**TASK DETAILS:** Please print the listing that follows word for word, but skip any pictures it holds.

┌─ DATA TO PROCESS

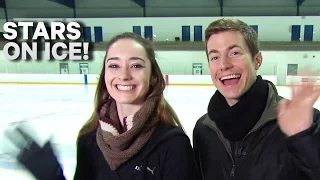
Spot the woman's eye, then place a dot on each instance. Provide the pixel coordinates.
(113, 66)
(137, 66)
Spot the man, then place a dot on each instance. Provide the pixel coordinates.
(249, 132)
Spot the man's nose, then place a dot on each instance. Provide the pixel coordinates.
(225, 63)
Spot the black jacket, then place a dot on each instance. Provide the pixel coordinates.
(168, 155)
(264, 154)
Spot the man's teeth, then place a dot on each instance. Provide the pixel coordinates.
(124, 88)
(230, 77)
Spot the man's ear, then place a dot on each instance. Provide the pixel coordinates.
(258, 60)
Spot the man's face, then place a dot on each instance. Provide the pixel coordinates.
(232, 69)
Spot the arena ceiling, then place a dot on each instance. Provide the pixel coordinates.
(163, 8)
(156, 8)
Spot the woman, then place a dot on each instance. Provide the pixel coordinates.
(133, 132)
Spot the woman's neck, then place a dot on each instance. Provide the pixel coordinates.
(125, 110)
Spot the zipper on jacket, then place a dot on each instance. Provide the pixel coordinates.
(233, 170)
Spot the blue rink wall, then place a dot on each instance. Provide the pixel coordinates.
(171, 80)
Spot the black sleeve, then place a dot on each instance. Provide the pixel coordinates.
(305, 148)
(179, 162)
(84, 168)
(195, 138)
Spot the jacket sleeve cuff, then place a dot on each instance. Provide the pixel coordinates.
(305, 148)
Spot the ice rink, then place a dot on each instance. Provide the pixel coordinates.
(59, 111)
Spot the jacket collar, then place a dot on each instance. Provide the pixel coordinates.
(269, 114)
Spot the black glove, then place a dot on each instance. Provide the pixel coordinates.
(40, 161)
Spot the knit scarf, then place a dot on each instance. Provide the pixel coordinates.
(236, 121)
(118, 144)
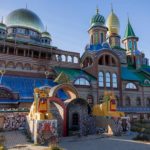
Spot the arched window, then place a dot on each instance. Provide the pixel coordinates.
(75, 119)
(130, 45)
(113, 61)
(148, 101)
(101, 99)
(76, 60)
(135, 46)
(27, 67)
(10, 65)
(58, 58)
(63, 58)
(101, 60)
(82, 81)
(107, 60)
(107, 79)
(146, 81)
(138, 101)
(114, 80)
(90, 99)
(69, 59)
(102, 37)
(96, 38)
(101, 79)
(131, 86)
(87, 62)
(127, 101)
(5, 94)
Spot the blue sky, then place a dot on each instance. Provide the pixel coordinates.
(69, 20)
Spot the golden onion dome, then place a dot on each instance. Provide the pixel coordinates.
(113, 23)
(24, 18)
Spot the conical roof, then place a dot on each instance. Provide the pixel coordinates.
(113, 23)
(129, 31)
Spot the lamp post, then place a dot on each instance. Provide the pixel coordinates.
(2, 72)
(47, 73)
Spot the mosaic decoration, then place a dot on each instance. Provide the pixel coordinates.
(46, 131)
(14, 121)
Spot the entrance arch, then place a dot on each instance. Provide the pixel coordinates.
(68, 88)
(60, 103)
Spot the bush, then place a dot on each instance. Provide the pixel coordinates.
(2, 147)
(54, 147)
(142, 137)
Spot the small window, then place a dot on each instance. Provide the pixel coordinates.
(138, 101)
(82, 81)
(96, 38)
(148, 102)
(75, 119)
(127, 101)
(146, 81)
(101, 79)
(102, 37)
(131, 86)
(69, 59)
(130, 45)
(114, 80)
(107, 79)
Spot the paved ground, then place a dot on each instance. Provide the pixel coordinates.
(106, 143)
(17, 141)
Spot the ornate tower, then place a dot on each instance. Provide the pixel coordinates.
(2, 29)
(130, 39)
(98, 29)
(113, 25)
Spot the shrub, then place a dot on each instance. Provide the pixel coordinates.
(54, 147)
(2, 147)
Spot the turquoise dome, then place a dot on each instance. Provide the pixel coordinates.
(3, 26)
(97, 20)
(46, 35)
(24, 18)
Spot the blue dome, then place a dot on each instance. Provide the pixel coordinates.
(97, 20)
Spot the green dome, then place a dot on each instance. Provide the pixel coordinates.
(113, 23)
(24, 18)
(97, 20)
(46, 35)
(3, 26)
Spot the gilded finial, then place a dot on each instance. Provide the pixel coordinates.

└─

**TASK ANSWER:**
Spot the woman's eye, then place a dot on each instance. Provide the pixel coordinates.
(113, 66)
(137, 66)
Spot the man, then place a dot on each instance. Provide the pixel coordinates.
(249, 132)
Spot the man's nose, then place a dot on each instance. Provide the pixel coordinates.
(225, 63)
Spot the black jacket, then place a dot on each instance. Provide the pixel coordinates.
(168, 155)
(264, 154)
Spot the man's teeth, then place a dot on each instance. Provide the pixel coordinates.
(124, 88)
(230, 77)
Spot the man's ear, then place a dot on each instance. Provide the pixel coordinates.
(258, 60)
Spot the man's face, then place a dot on each instance. Provide the pixel coordinates.
(232, 69)
Spot the arena ceiling, then place a dot on each instance. Provide the pixel coordinates.
(163, 8)
(156, 8)
Spot the woman, then place a dot on each instance. Provide the pixel coordinates.
(133, 132)
Spot the woman's neck, then place a dot on each instance. Provide the pixel coordinates.
(125, 110)
Spot the zipper on jacket, then place a dot on each instance. Provide the pixel coordinates.
(233, 170)
Spot the blue rink wall, then place a dot on each instance. Provide the pixel coordinates.
(171, 80)
Spot the black sleeve, then place a dot on each instance. Provide the pixel coordinates.
(305, 148)
(179, 162)
(84, 168)
(195, 138)
Spot the jacket sleeve cuff, then place a dot on each instance. Provide the pixel coordinates.
(305, 148)
Spot the ice rink, then place a dot on each instance. Provide the pixel coordinates.
(59, 111)
Spot the jacket collar, then place a dot on each instance. Provide the pixel coordinates.
(269, 114)
Spot the black glove, then place a dot on each instance. Provide the pixel coordinates.
(40, 161)
Spot the knit scarf, then place a dot on each instance. Provide the pixel coordinates.
(236, 121)
(118, 144)
Spot the arched window, then place a dot on each instance. Provide the pixel coordinates.
(75, 119)
(130, 45)
(113, 61)
(148, 101)
(101, 99)
(76, 60)
(135, 46)
(27, 67)
(10, 65)
(58, 58)
(63, 58)
(101, 60)
(82, 81)
(107, 60)
(107, 79)
(146, 81)
(138, 101)
(114, 80)
(90, 99)
(69, 59)
(102, 37)
(96, 38)
(101, 79)
(131, 86)
(87, 62)
(127, 101)
(5, 94)
Spot the blue sky, then place a dot on each instance. Provide the pixel coordinates.
(69, 20)
Spot the golden onion dome, then place a dot on each instance. Provide the pixel coordinates.
(113, 23)
(24, 18)
Spot the conical roof, then place a dot on each instance. Provide the pixel coordinates.
(113, 23)
(129, 31)
Spot the lamp post, then place a dot on each instance. Provide the pixel coordinates.
(2, 72)
(47, 73)
Spot the mosaic decoration, then place a dot on each instance. Provide the pixel coordinates.
(46, 131)
(14, 121)
Spot the entrance arch, then place a dot on each instance. Provide the pixel coordinates.
(68, 88)
(60, 103)
Spot the bush, then place a dot on each instance. Provide the pixel coordinates.
(2, 147)
(54, 147)
(142, 137)
Spot the small window, then place a dot on each instance. Provide the pixel coordinates.
(138, 101)
(82, 81)
(96, 38)
(148, 102)
(75, 119)
(127, 101)
(146, 81)
(101, 79)
(102, 37)
(131, 86)
(69, 59)
(130, 45)
(114, 80)
(107, 79)
Spot the paved ground, then place a dot on each instance. Provide the pixel coordinates.
(106, 143)
(17, 141)
Spot the ornate tower, then place a dot on each instance. Provide the pixel coordinates.
(2, 29)
(130, 39)
(98, 29)
(113, 25)
Spot the shrub, then place a dot on each instance. Provide the pixel coordinates.
(54, 147)
(2, 147)
Spot the turquoise dome, then place a dot on each instance. Provide the pixel coordinates.
(3, 26)
(97, 20)
(46, 35)
(24, 18)
Spot the blue dome, then place a dot on each instance. Provide the pixel coordinates.
(97, 20)
Spot the green dome, then place a dot on each instance. Provide the pixel coordinates.
(113, 23)
(24, 18)
(97, 20)
(46, 35)
(3, 26)
Spot the gilded finial, then place a dot on each instance. Provide the pixel coordinates.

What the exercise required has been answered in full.